▶ _SUPPLIED MATERIAL_
──────

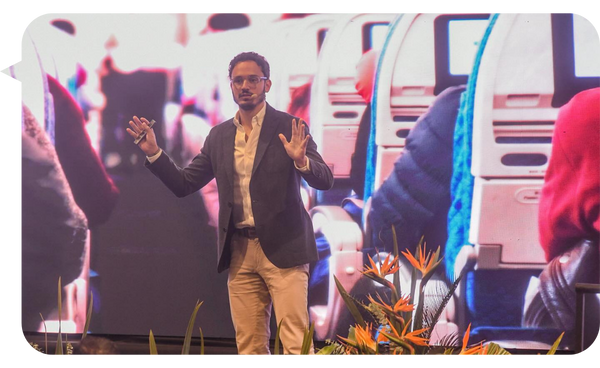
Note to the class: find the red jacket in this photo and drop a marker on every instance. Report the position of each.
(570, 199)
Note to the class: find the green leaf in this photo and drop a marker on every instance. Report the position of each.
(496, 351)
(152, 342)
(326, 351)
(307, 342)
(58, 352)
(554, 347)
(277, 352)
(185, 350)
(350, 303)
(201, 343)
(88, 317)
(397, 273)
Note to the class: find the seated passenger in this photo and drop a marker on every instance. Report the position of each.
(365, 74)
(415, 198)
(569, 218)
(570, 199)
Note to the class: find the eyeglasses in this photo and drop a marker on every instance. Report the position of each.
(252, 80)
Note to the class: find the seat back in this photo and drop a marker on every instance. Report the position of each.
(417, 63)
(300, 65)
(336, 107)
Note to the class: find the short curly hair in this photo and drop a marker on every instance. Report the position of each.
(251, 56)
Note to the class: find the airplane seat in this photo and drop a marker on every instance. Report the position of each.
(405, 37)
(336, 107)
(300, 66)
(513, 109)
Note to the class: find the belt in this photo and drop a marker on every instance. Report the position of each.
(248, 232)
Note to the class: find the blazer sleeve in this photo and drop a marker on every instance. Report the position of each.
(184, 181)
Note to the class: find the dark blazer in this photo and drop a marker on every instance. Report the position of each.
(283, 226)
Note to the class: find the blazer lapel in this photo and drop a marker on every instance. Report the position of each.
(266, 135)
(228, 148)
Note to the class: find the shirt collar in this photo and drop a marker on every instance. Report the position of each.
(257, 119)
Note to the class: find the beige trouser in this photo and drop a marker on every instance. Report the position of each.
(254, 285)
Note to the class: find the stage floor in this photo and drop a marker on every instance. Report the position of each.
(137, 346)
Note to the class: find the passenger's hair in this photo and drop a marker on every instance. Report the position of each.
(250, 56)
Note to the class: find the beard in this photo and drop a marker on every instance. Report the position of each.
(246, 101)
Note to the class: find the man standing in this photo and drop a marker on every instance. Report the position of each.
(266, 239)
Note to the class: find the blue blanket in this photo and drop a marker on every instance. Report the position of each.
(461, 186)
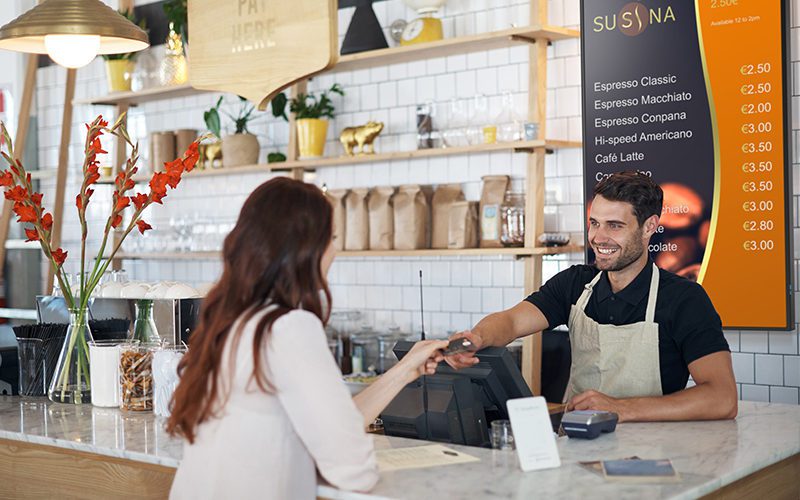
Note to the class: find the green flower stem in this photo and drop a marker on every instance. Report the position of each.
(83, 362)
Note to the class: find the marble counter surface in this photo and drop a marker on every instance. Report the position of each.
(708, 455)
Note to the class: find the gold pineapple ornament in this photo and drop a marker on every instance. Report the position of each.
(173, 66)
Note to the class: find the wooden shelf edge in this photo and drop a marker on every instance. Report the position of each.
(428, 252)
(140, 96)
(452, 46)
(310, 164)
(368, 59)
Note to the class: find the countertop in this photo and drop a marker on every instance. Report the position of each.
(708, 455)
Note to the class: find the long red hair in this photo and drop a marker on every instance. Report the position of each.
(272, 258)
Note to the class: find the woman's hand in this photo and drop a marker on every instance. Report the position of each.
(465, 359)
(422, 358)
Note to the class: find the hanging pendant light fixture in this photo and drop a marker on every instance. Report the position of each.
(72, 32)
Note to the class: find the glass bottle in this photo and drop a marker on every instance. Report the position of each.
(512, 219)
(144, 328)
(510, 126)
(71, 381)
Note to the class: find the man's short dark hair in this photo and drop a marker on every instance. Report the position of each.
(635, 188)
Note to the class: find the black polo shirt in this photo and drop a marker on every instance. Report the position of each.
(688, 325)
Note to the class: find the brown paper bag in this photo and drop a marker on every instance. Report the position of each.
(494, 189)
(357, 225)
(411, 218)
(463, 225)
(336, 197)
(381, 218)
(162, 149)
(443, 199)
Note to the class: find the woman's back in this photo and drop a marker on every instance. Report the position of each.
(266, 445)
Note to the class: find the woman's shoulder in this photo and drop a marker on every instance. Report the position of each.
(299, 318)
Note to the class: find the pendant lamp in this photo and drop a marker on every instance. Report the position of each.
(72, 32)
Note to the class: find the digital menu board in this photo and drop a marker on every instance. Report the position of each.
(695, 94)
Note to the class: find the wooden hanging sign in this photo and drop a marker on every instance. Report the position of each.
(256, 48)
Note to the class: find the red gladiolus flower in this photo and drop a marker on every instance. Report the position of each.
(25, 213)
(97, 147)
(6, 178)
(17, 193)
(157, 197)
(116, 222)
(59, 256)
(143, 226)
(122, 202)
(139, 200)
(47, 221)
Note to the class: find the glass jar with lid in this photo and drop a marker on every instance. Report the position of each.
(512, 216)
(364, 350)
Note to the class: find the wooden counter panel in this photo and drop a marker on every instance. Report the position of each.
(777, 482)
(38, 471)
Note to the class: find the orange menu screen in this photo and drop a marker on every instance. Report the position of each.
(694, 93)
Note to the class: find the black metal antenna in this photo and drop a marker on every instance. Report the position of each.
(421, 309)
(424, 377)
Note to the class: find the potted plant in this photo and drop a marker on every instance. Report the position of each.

──────

▶ _EXERCISE_
Each line of the records is to be reproduced exactly, and each picture dropped.

▶ _ANSWER SPACE_
Note to the class: find the red jacket in this photo and drop a marker on every instance. Report the position of each.
(570, 199)
Note to the class: find the green leaf in this photo and drop a marker on every instance. Report the position of each.
(496, 351)
(152, 342)
(326, 351)
(307, 342)
(58, 352)
(554, 347)
(277, 352)
(185, 350)
(350, 303)
(201, 343)
(88, 317)
(397, 273)
Note to the class: find the seated passenger in this photo and drop a marker on every instance. Report the position of each.
(365, 74)
(415, 198)
(569, 218)
(570, 199)
Note to the class: find the eyeglasses in this photo and drop a marker on every instance. Report the position of each.
(252, 80)
Note to the class: find the seat back in this photo and drop a marker on every instance. Report the position of each.
(417, 63)
(300, 65)
(336, 107)
Note to the class: find the short curly hair in this photo and drop a marker on every instance. Report the position of each.
(251, 56)
Note to the class: find the airplane seat in this photo and drop a marker on every instance. Report the position of each.
(405, 37)
(336, 107)
(300, 66)
(513, 109)
Note to the class: find the belt in this photo and drop a marker on every instance. Report the position of each.
(248, 232)
Note to the class: find the blazer sleeve in this photo and drop a marker on every instance. Report the position of each.
(184, 181)
Note to the class: find the dark blazer in this photo and drop a marker on every instance. Report the position of each.
(283, 226)
Note to the class: find the blazer lapel in this photo and drop a marker on every instance. Report the position of each.
(266, 135)
(228, 148)
Note to the class: find the shirt collar in this photo and drop a marker on every instance. Report the position of each.
(257, 119)
Note to the class: find the beige trouser in this photo and drop a marker on every instance. Report the position of each.
(254, 285)
Note to the class: find the stage floor in this photo and drop a marker on every instance. Report the position of each.
(137, 346)
Note to the class: find the passenger's hair in this photo and drop a marker on every instance. Report the position of each.
(250, 56)
Note to the class: find the beard in this photo and drop a marker on every instance. Report the position of each.
(246, 101)
Note to the class: find the man standing in this photo and drop a marker on every instance. Report the position of each.
(266, 239)
Note to the class: find the blue blanket in this photo and drop a marker on every instance. Report the position of each.
(461, 186)
Note to the class: find the green flower stem in this photo and drop a marker on every instance. Report the position of each.
(83, 362)
Note to the class: find the marble counter surface in this photo and drop a marker on every instance. Report the position of each.
(708, 455)
Note to the class: find the gold pineapple ornament in this photo and drop a marker on every instance. Report the position of each.
(173, 66)
Note to the class: find the wooden shelf edge in this photo and drop a marker on every instance. Report the position of each.
(428, 252)
(140, 96)
(452, 46)
(310, 164)
(368, 59)
Note to the class: find the countertop in this photo and drop a marker on every instance. Report the position of each.
(708, 455)
Note to the class: find the long red hair in this photo and drop a marker on every instance. Report the position of each.
(272, 258)
Note to the class: find the woman's hand in this photo and drop a marker on every instance. Report the position of each.
(465, 359)
(422, 358)
Note to the class: find the hanging pendant light fixture in this photo and drop a marker on every instance. Report the position of each.
(72, 32)
Note to the class: find the glass bottle in this photo and drop a marker on every instance. Report the position of each.
(512, 219)
(144, 328)
(510, 126)
(71, 381)
Note to the class: find the man's short dark hair in this photo and drop a marker on every instance. Report the position of each.
(635, 188)
Note to the class: find the black polo shirt in this photo and drop a marker on every instance. Report the position of each.
(688, 325)
Note to the class: find the brown paper bag in this photo and drop a marker on every instance. Report the position of each.
(494, 189)
(357, 225)
(411, 218)
(463, 225)
(336, 197)
(381, 218)
(162, 149)
(443, 199)
Note to the class: find the woman's back in this photo and drop a marker on every instance. Report the position of each.
(266, 445)
Note to the class: find the woman's shoulder in this photo and drop a marker on every instance. Report the position of each.
(299, 318)
Note to the class: find the pendant lamp in this photo and drop a marker on every instance. Report the position of each.
(72, 32)
Note to the class: find the digital menu board in this photo and drop a marker on every instance. Report the position of each.
(695, 94)
Note to the class: find the wooden hanging sign in this photo and drop a marker on every instance. Report the position of each.
(256, 48)
Note to the class: find the red gladiolus flower in this photo and drop a marker on every instance. Report the position of each.
(25, 213)
(97, 147)
(6, 178)
(17, 193)
(157, 197)
(116, 222)
(59, 256)
(143, 226)
(122, 202)
(139, 200)
(47, 221)
Note to the class: find the glass jar with lid in this photo and drop a marker on every instance. Report the position of each.
(512, 216)
(364, 350)
Note to the class: find the wooden counter panel in this photo and drop a marker on every instance. Report the position of each.
(777, 482)
(38, 471)
Note to the class: find the orange menu screen in this photo and drop a marker on every instance. Report the position of each.
(694, 93)
Note to the class: find the black metal antenna in this photo and drop a marker on every instance. Report the position of each.
(421, 309)
(424, 377)
Note to the class: find the potted plant in this photo and drop a marker on every instance. Report the position of each.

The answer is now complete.